Exercise passage:
++++
# Pre-eclampsia experiences



## kanga

Hello. I'm currently in hospital with suspected pe and I'm 33+4. I've been here 3 days and have the following symptoms:
- High bp, although this is being controlled down by labetalol
- Flashing lights in vision
- Protein in urine but when it gets sent to the lab it comes back as 'no significant protein'
- Headaches that don't respond to paracetamol
- swollen hand and feet and face but not yet very significant 
- bloods are due back this afternoon

This is my second pregnancy and I had pih with my first that started at around 33 weeks. 

I'm worried because the doctors don't seem to know what to do with me. I don't tick all the pe boxes so they can't diagnose. But I also don't want to be sat here In hospital for weeks waiting for something that maybe may not happen. I really want to be with my son at home and i feel bad for not being with him. 

I'm in the uk. Did anyone else have an experience like this? I've read lots of posts mentioning severe pe and mild pe. What's the difference and how do you/ the doctors tell?
++++
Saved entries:
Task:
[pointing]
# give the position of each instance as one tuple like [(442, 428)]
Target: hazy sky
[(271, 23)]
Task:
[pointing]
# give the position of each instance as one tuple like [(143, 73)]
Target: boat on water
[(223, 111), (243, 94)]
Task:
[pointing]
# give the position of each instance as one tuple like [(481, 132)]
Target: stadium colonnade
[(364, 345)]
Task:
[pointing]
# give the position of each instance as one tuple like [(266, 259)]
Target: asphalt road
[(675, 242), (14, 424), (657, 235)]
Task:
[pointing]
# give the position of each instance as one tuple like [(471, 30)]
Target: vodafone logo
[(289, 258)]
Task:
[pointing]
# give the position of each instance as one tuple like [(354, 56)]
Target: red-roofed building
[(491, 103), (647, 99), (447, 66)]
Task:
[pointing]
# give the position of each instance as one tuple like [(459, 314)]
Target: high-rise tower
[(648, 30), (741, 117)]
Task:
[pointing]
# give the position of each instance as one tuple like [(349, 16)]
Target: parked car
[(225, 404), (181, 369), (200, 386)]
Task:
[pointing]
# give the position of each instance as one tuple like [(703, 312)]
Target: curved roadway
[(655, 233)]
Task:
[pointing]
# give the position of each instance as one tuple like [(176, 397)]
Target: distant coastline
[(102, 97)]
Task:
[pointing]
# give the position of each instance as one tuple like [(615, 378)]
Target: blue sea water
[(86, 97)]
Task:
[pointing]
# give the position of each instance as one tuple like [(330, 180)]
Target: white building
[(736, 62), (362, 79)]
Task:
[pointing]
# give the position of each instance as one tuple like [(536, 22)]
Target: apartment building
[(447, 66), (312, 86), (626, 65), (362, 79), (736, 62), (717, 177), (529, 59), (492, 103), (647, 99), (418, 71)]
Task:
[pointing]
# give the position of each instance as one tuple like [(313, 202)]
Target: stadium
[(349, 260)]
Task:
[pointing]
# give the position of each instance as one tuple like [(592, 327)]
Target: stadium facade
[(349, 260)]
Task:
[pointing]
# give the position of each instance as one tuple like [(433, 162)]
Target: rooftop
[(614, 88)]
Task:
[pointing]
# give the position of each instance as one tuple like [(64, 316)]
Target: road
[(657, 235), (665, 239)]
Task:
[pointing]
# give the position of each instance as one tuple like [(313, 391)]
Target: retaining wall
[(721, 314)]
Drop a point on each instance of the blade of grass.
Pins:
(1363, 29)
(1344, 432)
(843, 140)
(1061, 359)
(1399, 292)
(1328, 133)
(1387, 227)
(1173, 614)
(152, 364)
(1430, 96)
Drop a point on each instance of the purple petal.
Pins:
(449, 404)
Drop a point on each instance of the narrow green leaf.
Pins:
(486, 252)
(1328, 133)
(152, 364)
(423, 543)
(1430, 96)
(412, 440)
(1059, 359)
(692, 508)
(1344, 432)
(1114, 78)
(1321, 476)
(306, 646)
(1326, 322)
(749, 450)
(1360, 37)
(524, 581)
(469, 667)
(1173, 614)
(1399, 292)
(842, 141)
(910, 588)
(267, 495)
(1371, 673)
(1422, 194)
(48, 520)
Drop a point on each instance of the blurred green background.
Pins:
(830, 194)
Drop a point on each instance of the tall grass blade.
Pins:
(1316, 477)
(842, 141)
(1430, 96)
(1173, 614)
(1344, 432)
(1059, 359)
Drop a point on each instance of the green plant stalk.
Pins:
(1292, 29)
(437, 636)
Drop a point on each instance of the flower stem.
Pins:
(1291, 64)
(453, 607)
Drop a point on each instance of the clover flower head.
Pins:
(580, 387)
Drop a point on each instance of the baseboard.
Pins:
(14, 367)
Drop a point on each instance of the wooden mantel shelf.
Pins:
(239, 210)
++++
Write out the part of the pre-eclampsia forum post starting with "This is my second" and going on through "the doctors tell?". Nothing in the listing is needed here.

Response below:
This is my second pregnancy and I had pih with my first that started at around 33 weeks. 

I'm worried because the doctors don't seem to know what to do with me. I don't tick all the pe boxes so they can't diagnose. But I also don't want to be sat here In hospital for weeks waiting for something that maybe may not happen. I really want to be with my son at home and i feel bad for not being with him. 

I'm in the uk. Did anyone else have an experience like this? I've read lots of posts mentioning severe pe and mild pe. What's the difference and how do you/ the doctors tell?